### Data
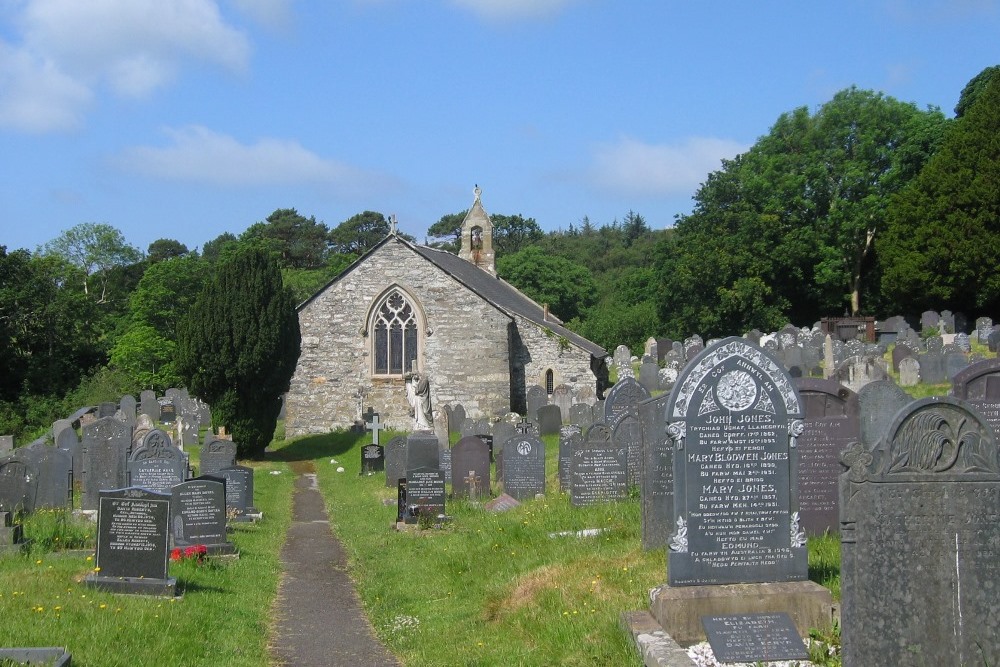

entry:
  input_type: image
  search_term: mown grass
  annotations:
[0,447,293,667]
[274,433,839,666]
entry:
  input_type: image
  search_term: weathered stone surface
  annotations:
[840,398,1000,665]
[667,337,807,586]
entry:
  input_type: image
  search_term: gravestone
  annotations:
[536,405,562,435]
[199,435,236,475]
[840,397,1000,665]
[569,442,628,507]
[80,417,132,510]
[128,429,187,493]
[502,433,545,500]
[559,424,583,491]
[170,476,236,555]
[858,380,913,449]
[451,435,490,499]
[406,431,441,470]
[951,359,1000,434]
[84,488,177,597]
[406,466,445,523]
[795,379,861,535]
[359,445,385,475]
[215,466,260,522]
[639,394,674,549]
[667,338,807,586]
[385,435,406,488]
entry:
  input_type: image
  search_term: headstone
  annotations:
[84,488,177,596]
[128,429,187,493]
[451,435,490,499]
[361,445,385,475]
[170,476,235,554]
[406,431,441,470]
[385,435,406,488]
[503,434,545,500]
[899,357,920,387]
[840,398,1000,665]
[215,466,259,522]
[795,379,861,535]
[639,394,674,549]
[569,442,628,507]
[536,405,562,435]
[199,436,236,475]
[667,337,808,586]
[406,466,445,518]
[80,417,132,510]
[559,425,583,491]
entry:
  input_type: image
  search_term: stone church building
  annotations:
[285,188,608,436]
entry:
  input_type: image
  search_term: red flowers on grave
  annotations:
[170,544,208,565]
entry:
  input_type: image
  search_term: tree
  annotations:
[878,67,1000,314]
[42,222,142,303]
[330,211,389,257]
[177,247,300,457]
[497,246,597,321]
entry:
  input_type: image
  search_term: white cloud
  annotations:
[591,137,750,195]
[449,0,579,21]
[114,125,387,193]
[0,0,250,132]
[0,41,93,133]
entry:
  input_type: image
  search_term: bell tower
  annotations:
[458,185,496,274]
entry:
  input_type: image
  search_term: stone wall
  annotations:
[285,239,511,436]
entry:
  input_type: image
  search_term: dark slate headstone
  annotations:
[406,466,445,517]
[199,436,236,475]
[451,435,490,499]
[701,612,809,663]
[569,442,628,507]
[80,417,132,510]
[840,398,1000,665]
[667,337,808,586]
[795,379,861,535]
[858,380,913,449]
[406,431,441,470]
[536,405,562,435]
[361,445,385,475]
[559,425,583,491]
[385,435,406,488]
[610,412,642,486]
[503,434,545,500]
[215,466,257,521]
[170,477,235,554]
[639,394,674,549]
[85,488,177,595]
[128,429,187,493]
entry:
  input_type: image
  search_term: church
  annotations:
[285,187,608,437]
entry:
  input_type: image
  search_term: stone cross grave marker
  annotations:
[667,337,808,586]
[840,397,1000,665]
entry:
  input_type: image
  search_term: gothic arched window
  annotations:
[372,289,417,375]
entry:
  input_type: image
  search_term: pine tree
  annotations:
[177,247,300,458]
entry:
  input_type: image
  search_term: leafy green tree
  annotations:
[497,246,597,321]
[878,67,1000,314]
[177,247,300,457]
[42,222,142,303]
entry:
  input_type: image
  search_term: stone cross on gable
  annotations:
[365,408,385,445]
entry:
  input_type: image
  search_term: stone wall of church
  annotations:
[514,316,597,407]
[285,240,510,436]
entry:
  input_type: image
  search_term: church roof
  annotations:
[408,239,608,358]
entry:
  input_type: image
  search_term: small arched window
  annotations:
[372,289,417,375]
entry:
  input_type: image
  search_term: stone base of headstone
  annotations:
[83,574,177,598]
[649,581,833,646]
[0,647,73,667]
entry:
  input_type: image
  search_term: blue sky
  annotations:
[0,0,1000,250]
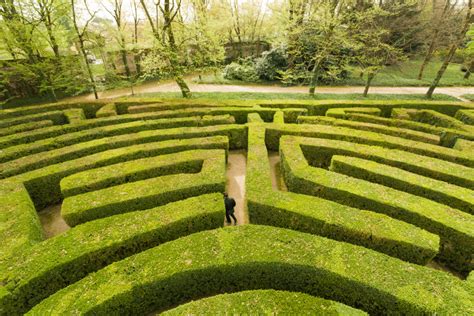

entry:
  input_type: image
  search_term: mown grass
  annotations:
[135,92,459,101]
[461,94,474,101]
[193,59,474,87]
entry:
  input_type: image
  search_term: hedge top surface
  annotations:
[0,124,247,178]
[31,225,474,315]
[329,155,474,215]
[0,193,224,310]
[280,136,474,188]
[0,180,43,262]
[61,150,225,226]
[61,150,222,196]
[161,290,367,316]
[246,126,439,264]
[266,124,474,167]
[298,115,440,144]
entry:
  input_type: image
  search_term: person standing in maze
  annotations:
[224,193,237,225]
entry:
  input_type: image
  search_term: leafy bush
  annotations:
[224,61,259,82]
[255,46,288,80]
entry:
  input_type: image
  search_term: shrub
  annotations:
[0,193,224,314]
[298,116,440,144]
[162,290,366,316]
[223,62,259,82]
[246,126,439,263]
[61,151,226,226]
[265,124,474,168]
[96,103,117,118]
[0,180,43,262]
[329,156,474,215]
[0,120,53,136]
[280,142,474,272]
[11,136,229,209]
[255,46,288,81]
[30,225,474,315]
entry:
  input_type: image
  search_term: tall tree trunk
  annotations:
[426,0,472,99]
[309,60,321,96]
[71,0,99,100]
[363,72,375,97]
[418,0,449,80]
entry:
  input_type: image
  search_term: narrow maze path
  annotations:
[38,150,252,238]
[226,150,248,225]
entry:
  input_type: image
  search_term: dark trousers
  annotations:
[225,211,237,224]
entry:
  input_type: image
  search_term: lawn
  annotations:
[135,92,459,101]
[194,59,474,87]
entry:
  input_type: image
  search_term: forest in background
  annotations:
[0,0,474,101]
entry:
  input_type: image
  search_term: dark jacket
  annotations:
[224,197,236,214]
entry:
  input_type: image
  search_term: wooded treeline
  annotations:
[0,0,474,100]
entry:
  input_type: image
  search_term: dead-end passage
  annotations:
[226,150,248,225]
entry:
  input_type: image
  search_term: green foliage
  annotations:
[266,124,474,167]
[349,109,474,147]
[329,156,474,214]
[0,193,224,314]
[455,110,474,125]
[298,115,440,144]
[163,290,365,316]
[280,137,474,272]
[61,151,226,226]
[255,46,288,81]
[246,126,438,263]
[11,133,229,209]
[224,60,259,82]
[30,225,473,315]
[0,180,43,262]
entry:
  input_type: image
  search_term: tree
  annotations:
[140,0,191,98]
[426,0,472,99]
[71,0,99,100]
[348,6,405,97]
[418,0,456,80]
[103,0,131,80]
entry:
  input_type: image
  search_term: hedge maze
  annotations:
[0,98,474,315]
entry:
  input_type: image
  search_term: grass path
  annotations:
[65,81,474,102]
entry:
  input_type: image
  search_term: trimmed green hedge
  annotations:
[247,113,263,123]
[0,120,53,136]
[60,150,221,197]
[0,125,247,178]
[0,111,67,128]
[349,114,474,147]
[61,151,226,226]
[273,111,284,124]
[12,136,229,209]
[280,142,474,272]
[30,225,474,315]
[0,116,234,152]
[453,138,474,154]
[0,180,43,262]
[161,290,367,316]
[0,100,104,120]
[454,110,474,125]
[298,116,440,144]
[329,156,474,214]
[258,100,474,117]
[128,105,307,124]
[63,109,86,124]
[265,124,474,168]
[246,126,439,264]
[95,103,117,118]
[0,193,224,315]
[325,107,382,119]
[392,109,474,133]
[280,136,474,189]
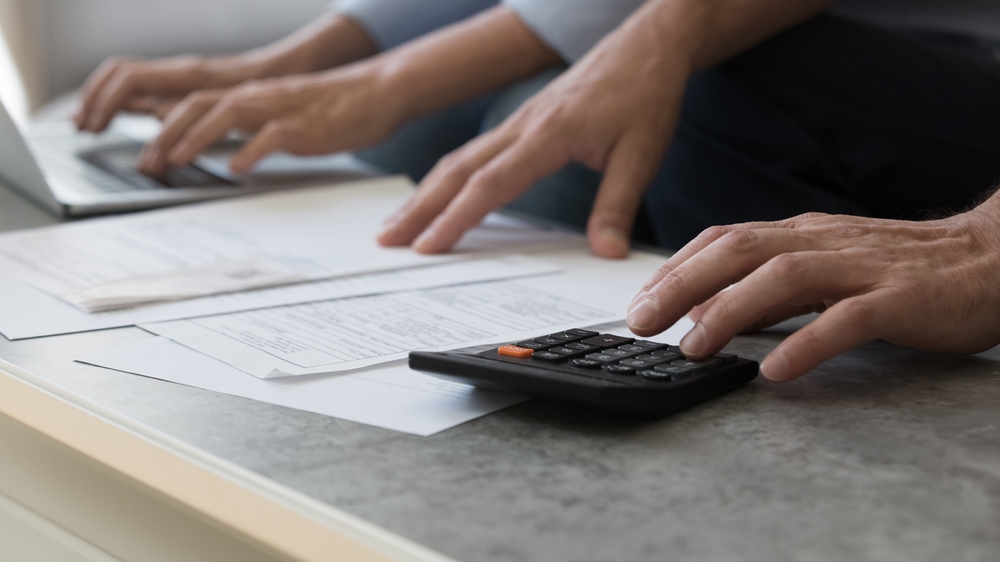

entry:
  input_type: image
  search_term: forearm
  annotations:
[225,14,378,80]
[362,6,560,118]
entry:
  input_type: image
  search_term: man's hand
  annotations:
[379,14,689,258]
[139,67,403,175]
[628,206,1000,381]
[379,0,833,258]
[74,15,377,133]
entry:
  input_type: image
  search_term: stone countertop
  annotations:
[0,182,1000,562]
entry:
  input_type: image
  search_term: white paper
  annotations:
[0,256,559,340]
[0,177,583,310]
[80,338,526,436]
[141,275,624,378]
[135,245,664,377]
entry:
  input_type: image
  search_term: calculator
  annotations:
[410,329,760,417]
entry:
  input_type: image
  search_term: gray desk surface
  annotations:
[0,180,1000,562]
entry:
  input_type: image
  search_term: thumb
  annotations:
[587,137,663,258]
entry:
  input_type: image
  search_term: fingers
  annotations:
[378,129,513,246]
[760,290,893,381]
[680,251,872,359]
[629,213,829,310]
[413,128,570,254]
[229,117,316,174]
[740,302,827,334]
[138,90,224,176]
[627,229,822,336]
[73,58,133,131]
[163,92,267,166]
[584,135,663,258]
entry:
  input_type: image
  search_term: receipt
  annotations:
[58,258,308,312]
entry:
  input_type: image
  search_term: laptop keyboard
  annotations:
[31,136,143,193]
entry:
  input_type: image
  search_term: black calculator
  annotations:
[410,329,760,417]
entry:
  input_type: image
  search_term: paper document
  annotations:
[0,256,559,340]
[140,275,624,378]
[80,338,526,436]
[74,318,694,436]
[0,177,583,311]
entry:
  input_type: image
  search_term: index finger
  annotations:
[378,129,511,246]
[73,58,128,130]
[413,126,570,254]
[167,98,249,166]
[627,228,821,336]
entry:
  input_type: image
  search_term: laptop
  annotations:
[0,98,380,216]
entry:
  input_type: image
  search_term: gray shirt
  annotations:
[334,0,645,62]
[334,0,1000,62]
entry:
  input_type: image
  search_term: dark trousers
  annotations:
[643,16,1000,249]
[361,16,1000,249]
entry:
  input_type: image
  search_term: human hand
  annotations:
[73,56,252,133]
[138,65,405,175]
[628,206,1000,381]
[74,14,378,133]
[379,20,689,258]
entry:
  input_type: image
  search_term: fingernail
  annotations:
[413,227,435,250]
[760,351,789,381]
[628,291,649,312]
[167,147,185,166]
[625,297,656,330]
[600,226,629,252]
[681,323,705,355]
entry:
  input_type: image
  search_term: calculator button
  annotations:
[497,345,535,359]
[671,359,722,373]
[636,349,684,362]
[653,365,698,376]
[549,332,587,341]
[622,359,663,369]
[583,334,633,347]
[535,336,566,345]
[714,353,739,365]
[548,347,587,357]
[601,348,636,359]
[604,365,635,375]
[635,355,667,364]
[639,369,671,382]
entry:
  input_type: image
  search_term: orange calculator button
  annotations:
[497,345,535,359]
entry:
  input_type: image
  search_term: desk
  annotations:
[0,180,1000,562]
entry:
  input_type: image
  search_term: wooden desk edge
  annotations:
[0,360,452,562]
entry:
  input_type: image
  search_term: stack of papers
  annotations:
[0,174,680,435]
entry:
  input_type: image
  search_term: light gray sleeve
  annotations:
[504,0,645,62]
[333,0,497,51]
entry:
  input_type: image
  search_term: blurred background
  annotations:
[0,0,330,123]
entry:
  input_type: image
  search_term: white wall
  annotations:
[7,0,330,108]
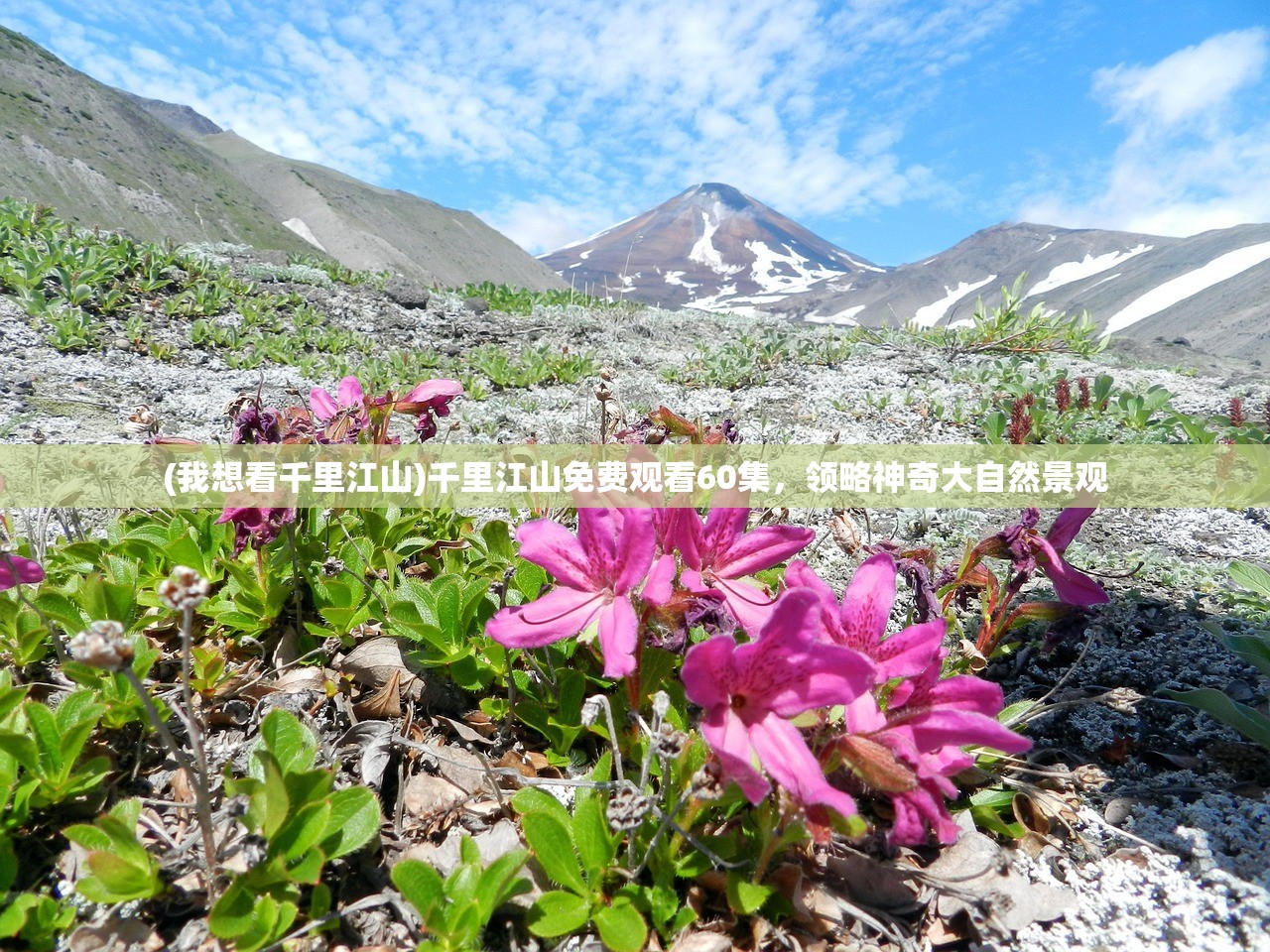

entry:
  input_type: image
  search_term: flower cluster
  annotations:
[0,547,45,591]
[218,377,463,553]
[486,508,1106,844]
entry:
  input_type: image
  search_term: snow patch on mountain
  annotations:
[803,304,865,327]
[1024,243,1155,298]
[539,214,639,259]
[282,218,326,253]
[745,240,847,295]
[913,274,997,327]
[662,272,698,289]
[1102,241,1270,336]
[689,212,743,279]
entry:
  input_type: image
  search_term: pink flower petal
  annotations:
[640,553,677,606]
[861,618,948,680]
[612,509,657,595]
[715,523,816,579]
[904,710,1031,754]
[399,377,463,404]
[1033,538,1111,607]
[701,706,772,803]
[680,635,736,711]
[599,597,639,678]
[1045,508,1093,553]
[485,588,607,648]
[840,552,897,650]
[0,553,45,591]
[715,572,776,638]
[336,377,366,410]
[309,387,339,421]
[749,715,856,816]
[516,520,597,591]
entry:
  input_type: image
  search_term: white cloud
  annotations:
[1019,28,1270,236]
[1093,28,1267,127]
[10,0,1035,249]
[480,196,613,255]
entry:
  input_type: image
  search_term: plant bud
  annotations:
[66,621,132,671]
[159,565,210,612]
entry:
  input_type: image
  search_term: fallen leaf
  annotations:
[925,833,1076,935]
[671,932,731,952]
[353,669,401,718]
[336,721,396,789]
[826,853,917,915]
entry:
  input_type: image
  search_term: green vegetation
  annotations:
[454,281,630,314]
[0,199,595,399]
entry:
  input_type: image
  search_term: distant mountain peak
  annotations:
[119,90,225,137]
[682,181,756,212]
[541,181,885,312]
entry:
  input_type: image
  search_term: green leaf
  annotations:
[0,833,16,893]
[390,860,445,928]
[591,900,648,952]
[207,876,255,939]
[77,853,163,902]
[24,694,64,776]
[476,849,531,920]
[1160,688,1270,750]
[526,892,590,939]
[572,789,617,883]
[727,874,776,915]
[287,849,326,886]
[521,812,590,894]
[269,803,330,861]
[260,708,318,774]
[321,787,381,860]
[1230,561,1270,598]
[0,731,40,774]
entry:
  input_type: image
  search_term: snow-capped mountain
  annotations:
[541,181,885,312]
[787,222,1270,359]
[543,182,1270,361]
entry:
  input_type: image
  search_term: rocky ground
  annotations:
[0,262,1270,952]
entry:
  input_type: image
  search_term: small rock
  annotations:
[384,274,432,309]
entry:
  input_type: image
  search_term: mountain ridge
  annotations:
[0,28,562,290]
[543,182,1270,359]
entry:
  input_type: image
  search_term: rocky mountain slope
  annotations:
[0,29,562,290]
[0,229,1270,952]
[543,187,884,312]
[543,182,1270,359]
[780,222,1270,359]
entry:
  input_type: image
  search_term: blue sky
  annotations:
[0,0,1270,264]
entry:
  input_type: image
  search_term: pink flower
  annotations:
[0,552,45,591]
[667,509,816,635]
[827,553,1031,844]
[785,552,945,681]
[485,509,655,678]
[309,377,371,426]
[975,509,1111,607]
[838,645,1031,844]
[682,591,875,816]
[216,507,296,554]
[393,377,463,441]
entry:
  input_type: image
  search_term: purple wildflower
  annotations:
[976,509,1111,607]
[485,509,655,678]
[682,591,875,816]
[0,551,45,591]
[668,509,816,635]
[216,507,296,554]
[837,620,1031,845]
[785,552,947,681]
[390,377,463,441]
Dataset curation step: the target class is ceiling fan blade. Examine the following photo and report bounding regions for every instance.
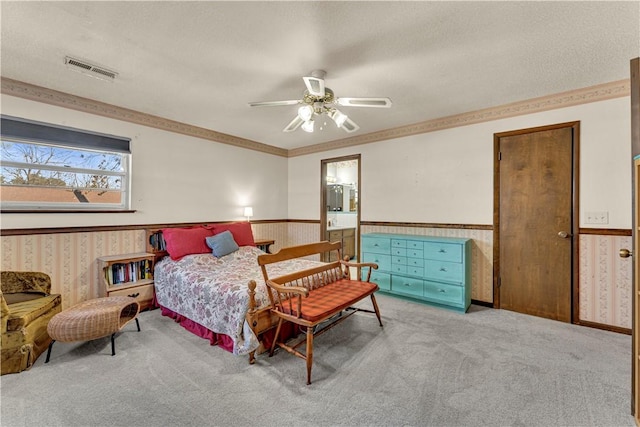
[336,98,391,108]
[249,99,300,107]
[282,116,304,132]
[302,77,324,98]
[341,118,360,133]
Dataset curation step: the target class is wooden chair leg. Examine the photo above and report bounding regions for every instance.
[269,318,282,357]
[44,340,56,363]
[371,294,382,326]
[306,326,313,385]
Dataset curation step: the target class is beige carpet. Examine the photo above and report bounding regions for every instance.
[0,295,635,426]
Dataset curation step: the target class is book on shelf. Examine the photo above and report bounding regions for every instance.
[104,259,153,286]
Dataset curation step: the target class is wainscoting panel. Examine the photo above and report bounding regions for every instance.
[1,230,145,309]
[579,234,633,329]
[0,221,633,329]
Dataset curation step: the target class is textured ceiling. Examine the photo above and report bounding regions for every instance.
[0,1,640,149]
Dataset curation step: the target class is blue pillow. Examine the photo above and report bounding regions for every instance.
[206,231,239,258]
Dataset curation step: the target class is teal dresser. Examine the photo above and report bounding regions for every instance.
[362,233,471,313]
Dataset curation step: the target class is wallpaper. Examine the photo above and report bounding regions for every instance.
[0,222,633,329]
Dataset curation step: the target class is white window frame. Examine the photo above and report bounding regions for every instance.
[0,115,131,213]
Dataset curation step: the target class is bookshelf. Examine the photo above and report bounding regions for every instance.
[98,252,155,310]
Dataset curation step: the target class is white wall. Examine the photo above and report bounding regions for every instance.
[289,97,631,229]
[0,95,288,229]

### Requirements
Collect every line of the data above that contains the word "pink".

### Full solution
  search_term: pink flower petal
  search_term: pink flower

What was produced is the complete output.